§ **Selected passage**
──────

Overall, both base metal and precious metal ended the year in positive territory, reflecting optimism about their long-term demand outlook. Considering the demand growth we have witnessed in 2024, reflecting in the commodity prices and economic growth, the year to date has been our best-ever performance in terms of mine metal and refined metal production. With the continued focus on stringent cost control and surge in the commodity prices in double digits, we achieved highest-ever third-quarter revenue and EBITDA, with the 10-quarter best EBITDA margin of around 53%, up 400 basis points over last year. Our market share in India has also increased to 77%.

During the third quarter, our total revenue from operations stood at 10-quarter best figure of ₹8,614 crore, which is also our highest third-quarter revenue, up 18% year-on-year, in line with better zinc and silver prices, further supported by strong dollar and marginally offset by lower lead and silver volume and lead prices. For the year till date, the total revenue from operations stood at ₹24,996 crore, up 17% year-on-year, driven by record metal production, higher zinc and silver prices, and a stronger dollar that was partly offset by lower silver and lead prices. We achieved highest-ever third-quarter EBITDA of ₹4,539 crore, up 28% year-on-year, in line with strong volume, high realization, and lower cost of production.

This quarter, our Hindustan Zinc Alloys Private Limited, a 100% subsidiary of Hindustan Zinc, has also achieved an annualized run rate of generating EBITDA of ₹150 crore, against the overall investment of around ₹200 crore, delivering on track payback of less than two years. For the nine months, the EBITDA stood at ₹12,649 crore, up 26% year-on-year, through record metal production volume, high realization, and lower cost of production, though partly offset by lower silver volume, as already highlighted by Mr. Misra. The zinc excluding royalty stood at the 15-quarter lowest figure of $1,041 per ton during the quarter, with the four-year best cost of production of $1,073 per ton for the nine months. This indicates our progress towards recording a four-year lowest cost for the full year and confident enough on achieving the full-year cost guidance towards its lower band.

──────

§ **Goals**
a – Could you rewrite the results commentary between "During the third" and "cost of production.", inclusive, substituting "year over year" for "year-on-year"?
b – How would you put this sentence from the results commentary into French: "Our market share in India has also increased to 77%."

§ **Collected data**
──────

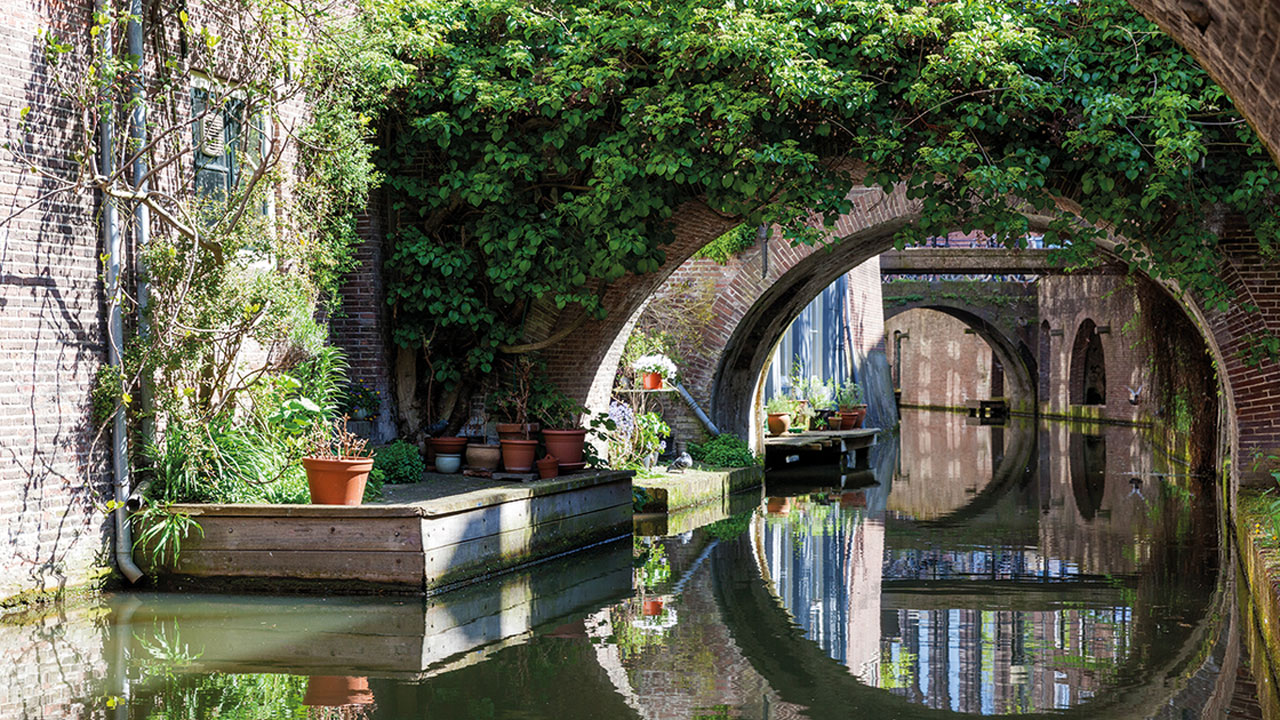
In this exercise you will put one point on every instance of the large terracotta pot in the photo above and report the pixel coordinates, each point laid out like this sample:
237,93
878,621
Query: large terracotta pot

──────

§ **Answers**
a –
During the third quarter, our total revenue from operations stood at 10-quarter best figure of ₹8,614 crore, which is also our highest third-quarter revenue, up 18% year over year, in line with better zinc and silver prices, further supported by strong dollar and marginally offset by lower lead and silver volume and lead prices. For the year till date, the total revenue from operations stood at ₹24,996 crore, up 17% year over year, driven by record metal production, higher zinc and silver prices, and a stronger dollar that was partly offset by lower silver and lead prices. We achieved highest-ever third-quarter EBITDA of ₹4,539 crore, up 28% year over year, in line with strong volume, high realization, and lower cost of production.

b – Notre part de marché en Inde est également passée à 77 %.